Can you carry the article about Israel's school year opening under coronavirus forward from its last sentence?

| Study text |

%%

The school year kicked off as normal on September 1, despite a number of concerns from teachers and parents about the lack of preparation for the coming year. The Israel Teachers’ Union has been set to strike since the beginning of the week, and are planning to do so today September 3, unless their demands are met. With coronavirus cases still pervasive throughout Israel, the 2020 school year will look different than any other year – and many don’t know how to manage. With capsules for the younger grades and remote learning for the older ones, confusion reverberates through many layers of the educational system.
Teachers are mostly concerned about high-risk staff members, which includes about 1,500 kindergarten staff, who may be directly exposed to the coronavirus without knowing it. For teachers with underlying conditions, there is no paid time off, or management plan, to ensure any kind of health security. The Teacher’s Union is demanding paid leave if necessary and also suggested that high-risk teachers with underlying illnesses teach high-risk students remotely, as one solution. The Education Ministry was said to deny this idea.
Parents are being forced into sticky situations as well. While younger grades will attend class as normal, third and fourth graders attend school daily and learn in capsule classes. From fifth grade and up, students will be required to attend school twice a week, with the other days spent remote learning.
While this poses a big issue for working parents, a report by Latet, a well-known Israeli charity, claims that 53,000 students do not have access to basic school supplies needed for the school year. One fifth of students doesn’t have access to a computer or internet connection, which makes remote learning a fair impossibility, further widening the gap between the students who have and those who don’t.

%%

| Records shown |

%%

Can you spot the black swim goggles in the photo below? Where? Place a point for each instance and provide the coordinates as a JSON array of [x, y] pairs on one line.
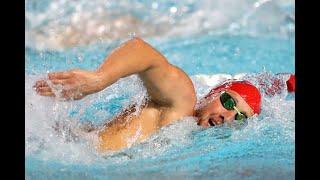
[[230, 104]]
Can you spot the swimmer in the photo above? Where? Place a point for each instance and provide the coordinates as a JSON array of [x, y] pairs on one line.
[[171, 91]]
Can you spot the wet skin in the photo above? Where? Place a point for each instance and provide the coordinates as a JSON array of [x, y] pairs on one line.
[[172, 95]]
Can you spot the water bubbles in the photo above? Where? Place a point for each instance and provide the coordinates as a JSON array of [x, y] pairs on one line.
[[155, 5], [80, 57], [173, 10]]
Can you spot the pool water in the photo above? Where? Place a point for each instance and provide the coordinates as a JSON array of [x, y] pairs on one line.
[[264, 149]]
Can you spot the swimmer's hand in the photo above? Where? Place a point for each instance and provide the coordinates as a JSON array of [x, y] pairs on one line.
[[74, 84]]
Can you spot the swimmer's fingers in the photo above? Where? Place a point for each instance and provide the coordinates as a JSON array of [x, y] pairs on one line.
[[60, 81], [60, 75], [40, 83], [45, 91], [71, 94]]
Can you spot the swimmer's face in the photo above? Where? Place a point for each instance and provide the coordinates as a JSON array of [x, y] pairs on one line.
[[211, 112]]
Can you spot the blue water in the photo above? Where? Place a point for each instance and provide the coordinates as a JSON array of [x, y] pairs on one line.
[[262, 150]]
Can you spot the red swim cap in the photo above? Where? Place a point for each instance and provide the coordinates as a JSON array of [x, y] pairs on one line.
[[245, 89]]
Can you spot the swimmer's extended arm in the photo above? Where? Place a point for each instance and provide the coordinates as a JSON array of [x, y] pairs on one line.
[[134, 56]]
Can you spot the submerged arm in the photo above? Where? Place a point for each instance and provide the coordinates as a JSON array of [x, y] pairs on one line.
[[134, 56]]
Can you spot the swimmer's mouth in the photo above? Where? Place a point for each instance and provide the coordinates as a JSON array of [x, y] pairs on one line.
[[211, 122]]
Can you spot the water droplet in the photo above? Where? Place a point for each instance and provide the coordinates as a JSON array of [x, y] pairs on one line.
[[173, 9], [155, 5]]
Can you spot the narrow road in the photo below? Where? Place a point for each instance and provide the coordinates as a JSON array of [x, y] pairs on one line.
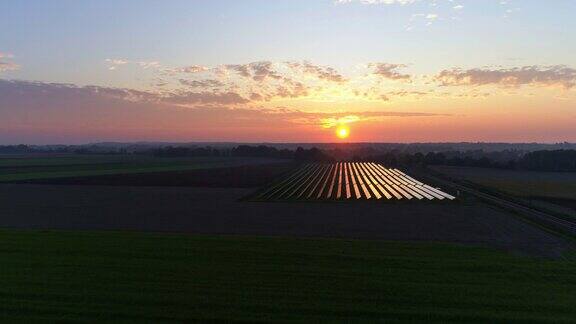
[[535, 215]]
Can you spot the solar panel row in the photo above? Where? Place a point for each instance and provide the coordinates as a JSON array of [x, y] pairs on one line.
[[350, 180]]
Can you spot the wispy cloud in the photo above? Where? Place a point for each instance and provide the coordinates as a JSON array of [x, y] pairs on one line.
[[6, 64], [557, 76], [389, 71]]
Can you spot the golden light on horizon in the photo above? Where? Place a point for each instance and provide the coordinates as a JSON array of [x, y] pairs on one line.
[[342, 132]]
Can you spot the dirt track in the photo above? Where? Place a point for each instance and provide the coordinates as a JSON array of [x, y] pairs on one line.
[[218, 211]]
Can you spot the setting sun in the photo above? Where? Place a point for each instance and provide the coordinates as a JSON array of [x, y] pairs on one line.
[[342, 132]]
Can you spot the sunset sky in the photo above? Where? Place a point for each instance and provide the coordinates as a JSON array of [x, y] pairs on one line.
[[287, 71]]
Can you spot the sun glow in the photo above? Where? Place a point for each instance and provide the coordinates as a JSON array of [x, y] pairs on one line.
[[342, 132]]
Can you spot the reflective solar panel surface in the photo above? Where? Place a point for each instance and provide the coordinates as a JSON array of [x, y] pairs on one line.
[[350, 181]]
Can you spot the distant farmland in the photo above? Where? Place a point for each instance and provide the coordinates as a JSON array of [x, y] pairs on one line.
[[22, 168], [520, 183]]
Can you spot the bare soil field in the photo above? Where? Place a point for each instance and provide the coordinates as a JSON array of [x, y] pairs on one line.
[[220, 211], [244, 176], [521, 183]]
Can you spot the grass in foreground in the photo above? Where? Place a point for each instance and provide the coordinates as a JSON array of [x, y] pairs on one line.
[[98, 276]]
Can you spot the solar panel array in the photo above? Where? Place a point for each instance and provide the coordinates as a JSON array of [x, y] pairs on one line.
[[350, 181]]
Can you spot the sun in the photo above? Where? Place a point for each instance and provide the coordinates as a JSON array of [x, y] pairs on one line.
[[342, 132]]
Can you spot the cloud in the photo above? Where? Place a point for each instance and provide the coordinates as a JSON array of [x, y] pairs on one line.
[[113, 64], [556, 76], [389, 71], [375, 2], [317, 71], [49, 113], [257, 71], [191, 69], [330, 120], [206, 83], [205, 97], [5, 64]]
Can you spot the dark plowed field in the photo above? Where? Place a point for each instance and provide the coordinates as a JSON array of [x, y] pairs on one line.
[[220, 211], [246, 176]]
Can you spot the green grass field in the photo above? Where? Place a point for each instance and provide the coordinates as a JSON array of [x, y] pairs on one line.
[[31, 168], [135, 277], [520, 183]]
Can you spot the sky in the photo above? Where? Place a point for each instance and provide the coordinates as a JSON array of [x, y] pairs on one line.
[[74, 72]]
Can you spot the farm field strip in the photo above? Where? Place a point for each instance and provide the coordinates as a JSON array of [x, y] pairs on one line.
[[350, 181], [13, 169]]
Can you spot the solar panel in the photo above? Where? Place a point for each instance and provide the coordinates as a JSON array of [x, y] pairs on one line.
[[354, 181]]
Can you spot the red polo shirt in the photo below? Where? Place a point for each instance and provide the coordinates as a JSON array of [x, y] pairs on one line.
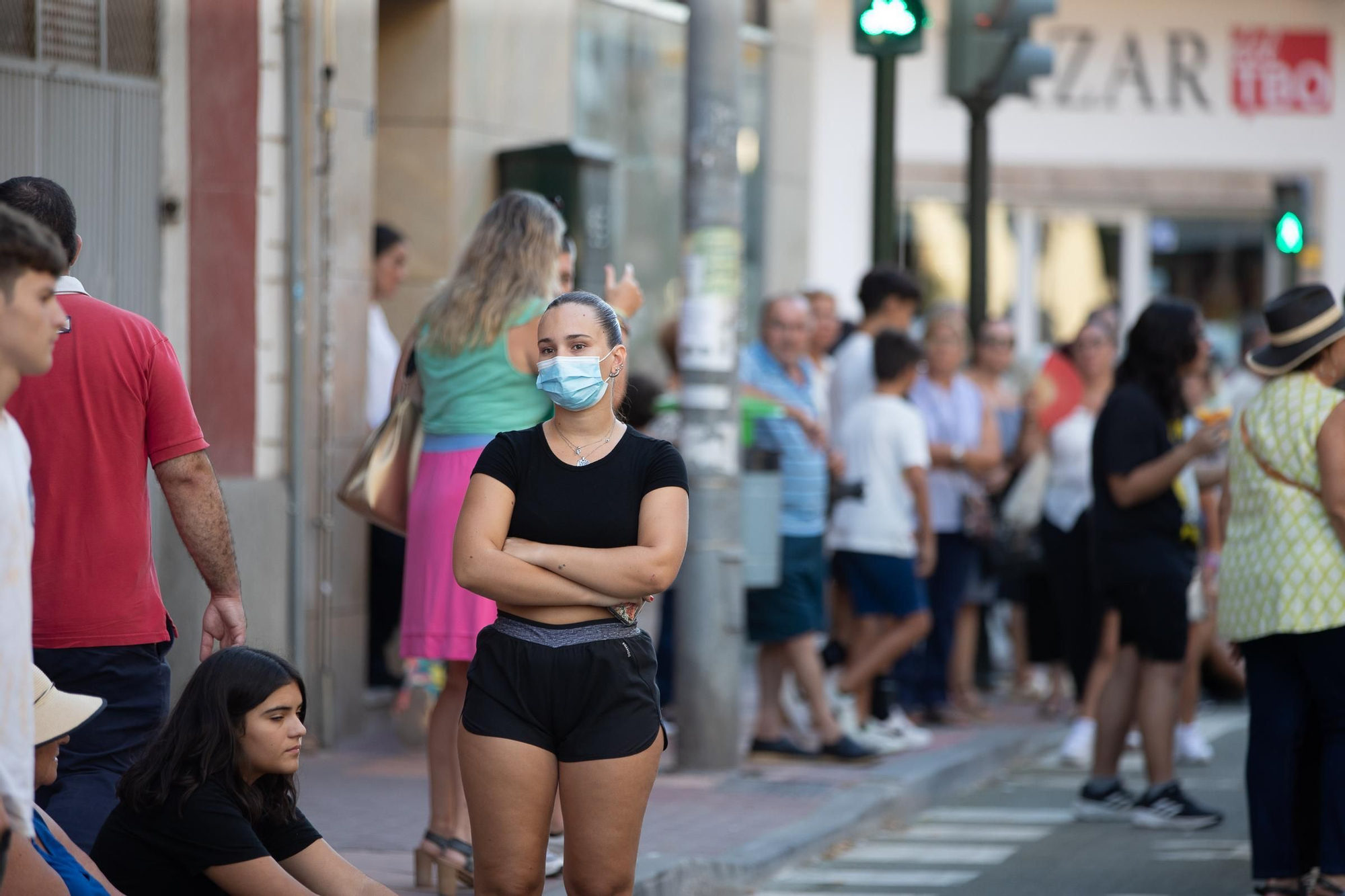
[[115, 400]]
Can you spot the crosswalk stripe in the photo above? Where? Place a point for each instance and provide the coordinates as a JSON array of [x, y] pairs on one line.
[[929, 853], [1200, 844], [1071, 779], [999, 815], [829, 876], [970, 833]]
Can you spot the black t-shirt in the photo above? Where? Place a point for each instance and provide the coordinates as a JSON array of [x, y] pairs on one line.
[[163, 853], [1153, 537], [592, 506]]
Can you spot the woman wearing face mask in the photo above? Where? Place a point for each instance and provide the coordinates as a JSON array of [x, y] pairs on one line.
[[212, 806], [568, 526], [52, 864], [477, 356]]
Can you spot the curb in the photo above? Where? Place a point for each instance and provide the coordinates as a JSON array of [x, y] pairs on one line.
[[902, 792]]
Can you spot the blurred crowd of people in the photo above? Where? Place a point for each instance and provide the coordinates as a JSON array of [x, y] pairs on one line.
[[927, 479]]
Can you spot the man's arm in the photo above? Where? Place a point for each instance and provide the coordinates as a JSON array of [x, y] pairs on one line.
[[198, 510]]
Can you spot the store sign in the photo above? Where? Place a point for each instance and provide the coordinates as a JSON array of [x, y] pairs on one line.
[[1106, 71], [1282, 72]]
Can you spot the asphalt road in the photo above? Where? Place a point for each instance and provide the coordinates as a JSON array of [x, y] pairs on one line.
[[1016, 837]]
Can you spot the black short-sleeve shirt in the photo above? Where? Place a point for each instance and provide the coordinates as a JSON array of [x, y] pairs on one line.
[[1149, 538], [592, 506], [163, 853]]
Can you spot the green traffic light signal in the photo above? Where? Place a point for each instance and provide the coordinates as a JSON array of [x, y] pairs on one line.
[[890, 28], [888, 17], [1289, 235]]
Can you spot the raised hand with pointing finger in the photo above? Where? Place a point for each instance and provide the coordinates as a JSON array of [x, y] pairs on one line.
[[625, 295]]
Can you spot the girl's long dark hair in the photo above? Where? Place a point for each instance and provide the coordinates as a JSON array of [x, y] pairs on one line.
[[1161, 342], [200, 739]]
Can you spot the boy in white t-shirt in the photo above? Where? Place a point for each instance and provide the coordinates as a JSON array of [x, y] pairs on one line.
[[883, 540], [32, 259]]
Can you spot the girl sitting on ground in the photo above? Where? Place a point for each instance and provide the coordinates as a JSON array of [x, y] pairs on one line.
[[212, 805]]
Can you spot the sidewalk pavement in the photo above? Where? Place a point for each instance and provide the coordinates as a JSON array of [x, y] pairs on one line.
[[704, 831]]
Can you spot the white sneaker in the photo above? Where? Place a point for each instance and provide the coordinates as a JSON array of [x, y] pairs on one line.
[[847, 713], [1192, 747], [1077, 752], [797, 712], [899, 724], [879, 740]]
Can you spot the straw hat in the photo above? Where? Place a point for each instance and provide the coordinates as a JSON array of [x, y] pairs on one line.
[[1301, 322], [57, 713]]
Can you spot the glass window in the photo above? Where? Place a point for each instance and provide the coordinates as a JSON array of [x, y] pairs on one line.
[[631, 97]]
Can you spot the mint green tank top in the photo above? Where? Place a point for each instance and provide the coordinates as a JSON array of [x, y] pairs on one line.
[[479, 392]]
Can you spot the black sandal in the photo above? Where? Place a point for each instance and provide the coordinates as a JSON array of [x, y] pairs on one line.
[[428, 864]]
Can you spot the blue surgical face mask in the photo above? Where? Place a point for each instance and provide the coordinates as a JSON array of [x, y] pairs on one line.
[[574, 382]]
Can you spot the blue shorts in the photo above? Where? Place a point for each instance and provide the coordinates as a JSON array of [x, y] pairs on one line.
[[882, 584], [794, 607]]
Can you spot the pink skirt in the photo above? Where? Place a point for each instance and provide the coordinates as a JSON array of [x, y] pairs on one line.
[[440, 618]]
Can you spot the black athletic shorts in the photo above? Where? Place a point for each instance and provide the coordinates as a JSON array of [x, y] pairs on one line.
[[1153, 615], [583, 690]]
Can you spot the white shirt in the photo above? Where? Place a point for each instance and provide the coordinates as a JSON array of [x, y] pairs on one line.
[[17, 729], [882, 438], [1070, 486], [853, 377], [380, 368], [824, 370]]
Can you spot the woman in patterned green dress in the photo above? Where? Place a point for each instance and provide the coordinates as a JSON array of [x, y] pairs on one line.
[[1282, 592]]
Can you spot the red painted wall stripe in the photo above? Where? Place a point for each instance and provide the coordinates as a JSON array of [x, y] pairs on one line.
[[223, 64]]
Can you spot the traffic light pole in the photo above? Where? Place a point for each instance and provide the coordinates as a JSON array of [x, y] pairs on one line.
[[709, 607], [884, 159], [978, 204]]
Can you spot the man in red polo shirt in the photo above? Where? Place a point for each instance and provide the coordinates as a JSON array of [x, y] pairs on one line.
[[114, 401]]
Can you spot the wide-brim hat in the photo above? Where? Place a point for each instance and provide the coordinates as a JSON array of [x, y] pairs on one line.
[[57, 713], [1301, 322]]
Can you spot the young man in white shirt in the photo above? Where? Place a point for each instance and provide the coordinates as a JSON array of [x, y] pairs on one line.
[[891, 300], [32, 259], [883, 538]]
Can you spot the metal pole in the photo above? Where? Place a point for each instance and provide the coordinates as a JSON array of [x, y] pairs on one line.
[[295, 263], [709, 606], [978, 200], [884, 158]]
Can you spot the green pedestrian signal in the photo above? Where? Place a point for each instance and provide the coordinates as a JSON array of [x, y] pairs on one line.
[[890, 28], [1289, 235], [888, 17]]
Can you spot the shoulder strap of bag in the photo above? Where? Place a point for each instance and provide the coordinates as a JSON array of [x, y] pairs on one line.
[[1266, 469]]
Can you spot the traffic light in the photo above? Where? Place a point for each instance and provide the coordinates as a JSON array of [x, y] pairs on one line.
[[890, 28], [991, 54], [1291, 214]]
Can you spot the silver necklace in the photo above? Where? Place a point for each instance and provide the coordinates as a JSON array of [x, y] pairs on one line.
[[592, 446]]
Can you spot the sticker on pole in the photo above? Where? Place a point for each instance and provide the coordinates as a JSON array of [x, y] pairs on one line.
[[714, 271], [1282, 72]]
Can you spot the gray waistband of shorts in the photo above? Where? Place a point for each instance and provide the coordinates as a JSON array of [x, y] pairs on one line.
[[563, 635]]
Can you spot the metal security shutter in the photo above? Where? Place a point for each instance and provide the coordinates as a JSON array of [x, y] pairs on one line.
[[81, 95]]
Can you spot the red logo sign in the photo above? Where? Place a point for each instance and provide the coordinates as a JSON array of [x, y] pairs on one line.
[[1282, 72]]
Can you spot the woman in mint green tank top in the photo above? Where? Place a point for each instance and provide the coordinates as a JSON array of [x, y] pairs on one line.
[[477, 357]]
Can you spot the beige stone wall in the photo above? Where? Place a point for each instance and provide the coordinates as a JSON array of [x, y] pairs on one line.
[[789, 145], [334, 638], [459, 81], [272, 247]]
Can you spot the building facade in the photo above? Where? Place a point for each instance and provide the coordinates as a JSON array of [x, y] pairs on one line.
[[1147, 163]]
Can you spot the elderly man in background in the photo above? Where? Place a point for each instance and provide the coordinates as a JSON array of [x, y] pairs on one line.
[[786, 619]]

%%

| Answer for the task |
So, what happens to the teachers, parents, and students all in need of guidance, direction, and support for the coming year? It feels like nobody really knows. While a NIS 1.75 million budget was approved for the coming year, the overall 2020 budget has not yet been approved, meaning that the Education Ministry is still operating with the 2019 budget, which doesn’t factor in the grave impacts that coronavirus has made within society.
Experts believe that opening the school system is better than closing it; however, there must be a plan in order to ensure minimal outbreak and overall safety. Two professors, Nadav Davidovitch of Ben Gurion University and Uri Alon of the Weizmann Institute proposed a system based on the behavior of the virus. They believe that students should attend schools in alternate capsules – one week on, one week off. If any student feels sick in their week off, they should not return to school. This will minimize and help manage the spread of the virus, and prevent school closures when one child gets sick.
On September 1, 2.4 million students returned to the classroom, while 332 schools and 716 kindergartens remained shut due to being in the red zone, areas with a high volume of coronavirus. Many unknowns remain, yet what is certain is that the 2020 school year will be like no other.